In the article about protests of the Cleveland National Air Show, what name do activists use for the Marjorie Rosenbaum Aviation Plaza?

---- QUOTED PASSAGE

In its 60th year, the Cleveland National Air Show is a well-known and largely beloved Labor Day tradition. But for nearly 40 years, a group of Clevelanders has protested the event. Their message? “War is not entertainment; these planes kill.”
The Air Show is expected to draw more than 100,000 to Burke Lakefront Airport from Aug. 31 to Sept. 2, with additional spectators watching from parks, beaches, buildings and boats on Lake Erie. The main attractions include the Navy Blue Angels, Air Force A-10C Thunderbolt II and Marine Corps F-35B Lightning II.
This year, members of the Cleveland Catholic Worker community will hold a peaceful witness outside each day of the Air Show, just as they have for decades.
It began in the mid-1980s, when refugees from El Salvador, Guatemala and other parts of Central America, who were provided sanctuary at the Catholic Worker’s former Casa San Jose at West 44th Street and Lorain Avenue, experienced trauma responses to the sounds of fighter jets overhead. The Catholic Worker community realized the refugees had been on the receiving end of bombs dropped by these same planes and, in solidarity, launched a conscientious opposition to the Air Show.
“What we hear as entertainment in Cleveland are the sounds of war and fear in other countries,” says Mike Fiala, a member of the Catholic Worker community who started attending the witness in 1989. “These are fighter jets painted up to look like they’re entertainment, doing these incredible aeronautic maneuvers, when actually they are planes we use and sell to other countries that wreak havoc on the planet.”
Each year, the Air Show witness consists of a vigil, followed by daily gatherings of about five to 25 people on the Marjorie Rosenbaum Aviation Plaza — which activists call “Warplanes Plaza” — holding banners, praying and engaging with curious passersby.
The local Catholic Worker community, which includes a house of hospitality and drop-in storefront in Ohio City, is connected to the larger social justice movement started by Dorothy Day and Peter Maurin in 1933.
“As a Catholic, my commitment to the social teachings of the Church around war and violence do not permit me to support the use of weaponry as entertainment,” says Megan Wilson-Reitz, a lecturer in Theology and Religious Studies at John Carroll University, who has attended the Air Show witness for the past 25 years.
“These machines are designed for wholesale slaughter of other human beings, and my religious and moral values do not permit me to look at that and celebrate it,” Wilson-Reitz says.
During the witness, Catholic Worker members and friends usually pass out packets of seeds, dubbed “Seeds of Peace,” and flyers informing people of the military’s costs to taxpayers, as well as the human and environmental toll of warfare.
In some years, demonstrators have made more of a spectacle by utilizing large puppets, carrying a coffin as part of a symbolic funeral procession or performing peaceful civil disobedience. The most notable example of this was in 2006 when five protesters were arrested after staging a “die-in” in front of an A-10 “Warthog” Thunderbolt inside the Air Show.
Although the Air Show includes some non-military aircrafts, advocates point out that fighter jets are the main attractions, with military recruitment and maneuvers, including mock bombing raids — as major components of the event. The Air Show did not respond to a request for comment on this story.

--------
---- INFORMATION

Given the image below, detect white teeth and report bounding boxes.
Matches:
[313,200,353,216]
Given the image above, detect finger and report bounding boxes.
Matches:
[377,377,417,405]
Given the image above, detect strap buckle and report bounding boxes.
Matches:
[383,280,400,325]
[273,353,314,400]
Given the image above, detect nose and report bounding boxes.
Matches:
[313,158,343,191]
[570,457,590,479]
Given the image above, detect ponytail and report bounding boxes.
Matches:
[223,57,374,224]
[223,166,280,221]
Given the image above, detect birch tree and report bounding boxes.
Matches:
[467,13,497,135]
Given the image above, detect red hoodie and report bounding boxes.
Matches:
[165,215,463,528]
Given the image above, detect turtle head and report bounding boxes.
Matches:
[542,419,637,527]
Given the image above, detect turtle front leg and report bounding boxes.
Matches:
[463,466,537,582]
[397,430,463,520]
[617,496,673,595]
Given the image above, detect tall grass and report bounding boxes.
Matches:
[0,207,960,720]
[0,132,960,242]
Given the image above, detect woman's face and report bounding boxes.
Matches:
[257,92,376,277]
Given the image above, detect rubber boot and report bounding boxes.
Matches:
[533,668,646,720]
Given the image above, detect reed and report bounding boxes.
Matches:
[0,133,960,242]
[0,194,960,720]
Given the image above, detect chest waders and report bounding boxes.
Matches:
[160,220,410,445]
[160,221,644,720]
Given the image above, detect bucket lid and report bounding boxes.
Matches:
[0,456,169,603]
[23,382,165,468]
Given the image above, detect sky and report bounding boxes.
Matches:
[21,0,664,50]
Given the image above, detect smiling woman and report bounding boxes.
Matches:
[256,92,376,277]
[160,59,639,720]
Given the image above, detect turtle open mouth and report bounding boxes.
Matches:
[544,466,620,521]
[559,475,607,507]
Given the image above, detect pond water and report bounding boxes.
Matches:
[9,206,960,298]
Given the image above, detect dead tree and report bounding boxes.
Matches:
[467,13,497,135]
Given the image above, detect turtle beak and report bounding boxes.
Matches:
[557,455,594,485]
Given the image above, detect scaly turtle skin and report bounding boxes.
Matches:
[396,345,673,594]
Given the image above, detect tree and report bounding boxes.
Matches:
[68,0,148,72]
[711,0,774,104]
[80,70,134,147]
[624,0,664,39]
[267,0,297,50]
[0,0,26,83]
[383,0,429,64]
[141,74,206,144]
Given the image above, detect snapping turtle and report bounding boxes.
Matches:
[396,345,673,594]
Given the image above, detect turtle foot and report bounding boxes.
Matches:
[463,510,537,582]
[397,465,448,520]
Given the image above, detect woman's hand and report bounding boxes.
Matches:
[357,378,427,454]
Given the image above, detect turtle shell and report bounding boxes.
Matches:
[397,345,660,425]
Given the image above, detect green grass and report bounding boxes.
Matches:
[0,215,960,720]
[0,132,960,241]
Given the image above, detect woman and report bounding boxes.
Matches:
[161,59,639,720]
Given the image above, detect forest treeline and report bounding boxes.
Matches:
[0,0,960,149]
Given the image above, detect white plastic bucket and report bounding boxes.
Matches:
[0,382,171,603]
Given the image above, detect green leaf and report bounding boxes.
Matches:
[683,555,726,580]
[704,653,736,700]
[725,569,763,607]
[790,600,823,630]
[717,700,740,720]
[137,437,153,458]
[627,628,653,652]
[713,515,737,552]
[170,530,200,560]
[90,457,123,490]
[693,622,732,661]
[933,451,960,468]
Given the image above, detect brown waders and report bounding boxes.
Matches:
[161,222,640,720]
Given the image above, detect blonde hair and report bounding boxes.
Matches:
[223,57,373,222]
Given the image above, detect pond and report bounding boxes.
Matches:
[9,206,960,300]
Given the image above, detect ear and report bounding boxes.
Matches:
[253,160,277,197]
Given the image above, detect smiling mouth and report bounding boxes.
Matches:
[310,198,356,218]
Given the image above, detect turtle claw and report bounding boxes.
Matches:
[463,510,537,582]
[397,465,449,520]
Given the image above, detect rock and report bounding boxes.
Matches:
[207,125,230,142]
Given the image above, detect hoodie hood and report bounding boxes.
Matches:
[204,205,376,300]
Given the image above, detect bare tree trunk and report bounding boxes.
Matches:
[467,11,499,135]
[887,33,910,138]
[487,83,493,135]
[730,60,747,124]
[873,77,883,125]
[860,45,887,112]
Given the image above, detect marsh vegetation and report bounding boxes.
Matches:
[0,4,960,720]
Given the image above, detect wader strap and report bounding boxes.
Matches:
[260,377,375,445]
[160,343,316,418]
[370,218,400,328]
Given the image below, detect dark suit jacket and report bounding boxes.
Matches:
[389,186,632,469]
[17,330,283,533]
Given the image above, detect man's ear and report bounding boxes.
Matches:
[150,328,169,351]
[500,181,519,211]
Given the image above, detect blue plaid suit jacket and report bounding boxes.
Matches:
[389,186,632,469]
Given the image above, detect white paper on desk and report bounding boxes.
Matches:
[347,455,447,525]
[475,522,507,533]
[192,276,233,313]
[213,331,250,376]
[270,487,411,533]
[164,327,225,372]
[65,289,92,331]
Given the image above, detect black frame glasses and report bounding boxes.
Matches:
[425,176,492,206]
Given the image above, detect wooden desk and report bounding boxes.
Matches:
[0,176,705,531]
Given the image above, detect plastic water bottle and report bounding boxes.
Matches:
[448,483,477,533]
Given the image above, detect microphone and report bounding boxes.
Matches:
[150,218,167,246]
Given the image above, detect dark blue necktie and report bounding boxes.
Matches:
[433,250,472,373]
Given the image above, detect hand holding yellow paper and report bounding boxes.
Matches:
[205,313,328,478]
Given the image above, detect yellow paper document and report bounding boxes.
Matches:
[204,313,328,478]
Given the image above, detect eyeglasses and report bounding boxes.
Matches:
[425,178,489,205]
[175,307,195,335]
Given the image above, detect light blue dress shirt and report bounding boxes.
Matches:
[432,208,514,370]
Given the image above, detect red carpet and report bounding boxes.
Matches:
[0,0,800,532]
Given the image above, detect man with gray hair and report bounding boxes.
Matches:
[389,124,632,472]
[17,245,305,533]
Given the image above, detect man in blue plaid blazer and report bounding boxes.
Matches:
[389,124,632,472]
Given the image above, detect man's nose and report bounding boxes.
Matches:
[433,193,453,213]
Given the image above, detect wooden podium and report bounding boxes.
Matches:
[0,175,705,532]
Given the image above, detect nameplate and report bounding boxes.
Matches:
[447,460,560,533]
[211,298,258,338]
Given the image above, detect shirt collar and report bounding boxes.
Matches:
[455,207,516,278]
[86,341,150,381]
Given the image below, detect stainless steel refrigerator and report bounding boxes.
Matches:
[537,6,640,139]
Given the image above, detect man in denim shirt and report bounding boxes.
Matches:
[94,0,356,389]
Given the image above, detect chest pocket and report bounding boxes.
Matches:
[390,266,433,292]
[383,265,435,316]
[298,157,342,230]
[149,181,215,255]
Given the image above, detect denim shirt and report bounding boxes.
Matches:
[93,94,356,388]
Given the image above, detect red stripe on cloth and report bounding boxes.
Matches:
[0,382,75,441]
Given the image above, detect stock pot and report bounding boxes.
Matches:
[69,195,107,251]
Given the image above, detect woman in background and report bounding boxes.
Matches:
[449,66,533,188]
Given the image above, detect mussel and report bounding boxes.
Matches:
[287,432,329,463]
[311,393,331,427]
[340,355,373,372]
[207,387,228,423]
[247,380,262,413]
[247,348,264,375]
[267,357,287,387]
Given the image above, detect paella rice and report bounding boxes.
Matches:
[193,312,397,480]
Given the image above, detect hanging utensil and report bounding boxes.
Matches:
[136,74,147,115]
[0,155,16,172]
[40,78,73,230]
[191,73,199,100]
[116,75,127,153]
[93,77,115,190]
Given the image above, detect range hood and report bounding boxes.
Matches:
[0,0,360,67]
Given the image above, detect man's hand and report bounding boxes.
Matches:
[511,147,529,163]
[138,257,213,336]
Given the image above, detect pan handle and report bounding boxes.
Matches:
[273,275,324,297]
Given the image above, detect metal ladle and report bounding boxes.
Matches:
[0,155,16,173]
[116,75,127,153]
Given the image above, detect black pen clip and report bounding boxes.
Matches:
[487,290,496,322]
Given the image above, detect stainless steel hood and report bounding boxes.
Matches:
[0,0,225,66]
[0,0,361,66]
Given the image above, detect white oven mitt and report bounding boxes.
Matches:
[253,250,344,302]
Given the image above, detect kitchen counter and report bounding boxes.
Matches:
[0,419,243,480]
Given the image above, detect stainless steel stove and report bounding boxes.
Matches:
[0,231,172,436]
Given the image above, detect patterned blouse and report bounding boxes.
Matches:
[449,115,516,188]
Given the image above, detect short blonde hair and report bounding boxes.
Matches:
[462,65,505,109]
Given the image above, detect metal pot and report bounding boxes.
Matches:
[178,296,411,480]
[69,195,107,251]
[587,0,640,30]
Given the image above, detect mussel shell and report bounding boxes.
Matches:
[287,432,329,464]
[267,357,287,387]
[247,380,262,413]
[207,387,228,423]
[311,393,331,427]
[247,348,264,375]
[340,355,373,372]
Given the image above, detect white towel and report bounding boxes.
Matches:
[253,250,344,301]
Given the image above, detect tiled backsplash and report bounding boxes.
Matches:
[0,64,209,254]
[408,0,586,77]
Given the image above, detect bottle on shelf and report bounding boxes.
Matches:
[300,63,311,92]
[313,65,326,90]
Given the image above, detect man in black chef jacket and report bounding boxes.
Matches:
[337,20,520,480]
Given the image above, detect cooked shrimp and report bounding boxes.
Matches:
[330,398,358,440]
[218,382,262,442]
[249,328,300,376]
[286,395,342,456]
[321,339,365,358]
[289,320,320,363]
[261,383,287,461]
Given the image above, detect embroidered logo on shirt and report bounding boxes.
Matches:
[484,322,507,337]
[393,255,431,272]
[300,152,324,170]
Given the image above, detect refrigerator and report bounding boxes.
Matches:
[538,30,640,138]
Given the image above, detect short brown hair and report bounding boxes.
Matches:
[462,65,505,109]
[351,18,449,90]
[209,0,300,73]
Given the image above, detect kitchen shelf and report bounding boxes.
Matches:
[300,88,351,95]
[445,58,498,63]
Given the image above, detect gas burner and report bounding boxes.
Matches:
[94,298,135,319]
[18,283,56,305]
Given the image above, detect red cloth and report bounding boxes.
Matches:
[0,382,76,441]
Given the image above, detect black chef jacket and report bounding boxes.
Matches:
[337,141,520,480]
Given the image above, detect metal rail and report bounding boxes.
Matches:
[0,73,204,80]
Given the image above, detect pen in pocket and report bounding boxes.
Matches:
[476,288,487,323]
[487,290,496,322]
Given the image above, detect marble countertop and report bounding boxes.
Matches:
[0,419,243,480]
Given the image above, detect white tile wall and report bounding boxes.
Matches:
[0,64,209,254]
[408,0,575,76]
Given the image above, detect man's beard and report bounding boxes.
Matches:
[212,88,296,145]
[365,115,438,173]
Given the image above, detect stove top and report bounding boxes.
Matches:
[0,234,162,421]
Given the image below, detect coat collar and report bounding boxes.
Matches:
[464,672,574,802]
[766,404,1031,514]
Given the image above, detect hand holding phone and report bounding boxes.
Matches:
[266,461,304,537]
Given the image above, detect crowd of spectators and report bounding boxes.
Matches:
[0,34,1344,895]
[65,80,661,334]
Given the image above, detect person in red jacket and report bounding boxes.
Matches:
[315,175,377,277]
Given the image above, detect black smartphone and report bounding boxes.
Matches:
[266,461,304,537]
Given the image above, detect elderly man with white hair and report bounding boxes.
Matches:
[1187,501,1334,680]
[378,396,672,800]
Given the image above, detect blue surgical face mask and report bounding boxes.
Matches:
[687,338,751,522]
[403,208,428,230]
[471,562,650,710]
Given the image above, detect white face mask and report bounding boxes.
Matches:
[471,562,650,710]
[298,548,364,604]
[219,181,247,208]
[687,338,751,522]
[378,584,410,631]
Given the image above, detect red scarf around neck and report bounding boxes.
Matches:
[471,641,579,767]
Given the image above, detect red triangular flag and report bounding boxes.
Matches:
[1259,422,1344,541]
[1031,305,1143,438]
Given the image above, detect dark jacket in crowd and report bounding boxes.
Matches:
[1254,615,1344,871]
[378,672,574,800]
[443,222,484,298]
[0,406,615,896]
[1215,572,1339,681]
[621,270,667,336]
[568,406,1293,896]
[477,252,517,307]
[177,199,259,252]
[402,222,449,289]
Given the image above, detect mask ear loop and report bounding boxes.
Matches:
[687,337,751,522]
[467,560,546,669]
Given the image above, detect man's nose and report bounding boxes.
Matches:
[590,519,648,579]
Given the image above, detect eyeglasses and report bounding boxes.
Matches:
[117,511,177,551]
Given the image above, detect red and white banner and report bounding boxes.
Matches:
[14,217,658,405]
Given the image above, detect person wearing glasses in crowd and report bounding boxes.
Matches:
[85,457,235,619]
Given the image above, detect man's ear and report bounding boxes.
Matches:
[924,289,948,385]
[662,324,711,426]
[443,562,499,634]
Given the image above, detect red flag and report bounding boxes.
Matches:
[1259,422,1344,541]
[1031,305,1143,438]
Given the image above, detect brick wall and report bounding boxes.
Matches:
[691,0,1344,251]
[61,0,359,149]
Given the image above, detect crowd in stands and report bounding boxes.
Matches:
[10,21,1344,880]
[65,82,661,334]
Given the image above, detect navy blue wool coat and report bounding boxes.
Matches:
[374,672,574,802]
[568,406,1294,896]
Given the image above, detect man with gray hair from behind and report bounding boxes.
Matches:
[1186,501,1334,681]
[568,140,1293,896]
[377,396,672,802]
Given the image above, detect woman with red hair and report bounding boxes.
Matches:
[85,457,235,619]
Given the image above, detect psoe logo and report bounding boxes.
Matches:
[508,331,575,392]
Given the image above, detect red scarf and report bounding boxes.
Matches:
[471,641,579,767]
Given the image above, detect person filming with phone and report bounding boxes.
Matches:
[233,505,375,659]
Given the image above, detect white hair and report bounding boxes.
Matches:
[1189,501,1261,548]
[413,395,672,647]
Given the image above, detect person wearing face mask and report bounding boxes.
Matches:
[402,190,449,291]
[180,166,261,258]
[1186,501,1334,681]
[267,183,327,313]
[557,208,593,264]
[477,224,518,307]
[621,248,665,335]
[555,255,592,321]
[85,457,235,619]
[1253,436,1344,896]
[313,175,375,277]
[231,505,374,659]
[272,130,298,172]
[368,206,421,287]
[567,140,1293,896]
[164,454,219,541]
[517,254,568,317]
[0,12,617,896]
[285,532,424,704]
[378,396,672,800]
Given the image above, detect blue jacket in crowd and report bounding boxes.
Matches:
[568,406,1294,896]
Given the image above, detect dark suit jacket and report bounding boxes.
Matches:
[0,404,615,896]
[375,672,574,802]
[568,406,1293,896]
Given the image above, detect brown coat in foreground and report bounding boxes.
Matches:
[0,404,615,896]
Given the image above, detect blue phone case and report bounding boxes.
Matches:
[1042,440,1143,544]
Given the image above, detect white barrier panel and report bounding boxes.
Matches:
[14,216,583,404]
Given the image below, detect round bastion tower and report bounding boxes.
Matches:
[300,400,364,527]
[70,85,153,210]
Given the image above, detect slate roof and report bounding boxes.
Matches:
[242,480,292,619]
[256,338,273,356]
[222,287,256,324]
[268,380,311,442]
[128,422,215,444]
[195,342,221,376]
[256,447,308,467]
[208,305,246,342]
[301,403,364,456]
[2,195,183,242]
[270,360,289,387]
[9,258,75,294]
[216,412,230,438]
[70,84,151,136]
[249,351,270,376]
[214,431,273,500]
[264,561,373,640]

--------

◆ **TASK SOLUTION**
"Warplanes Plaza"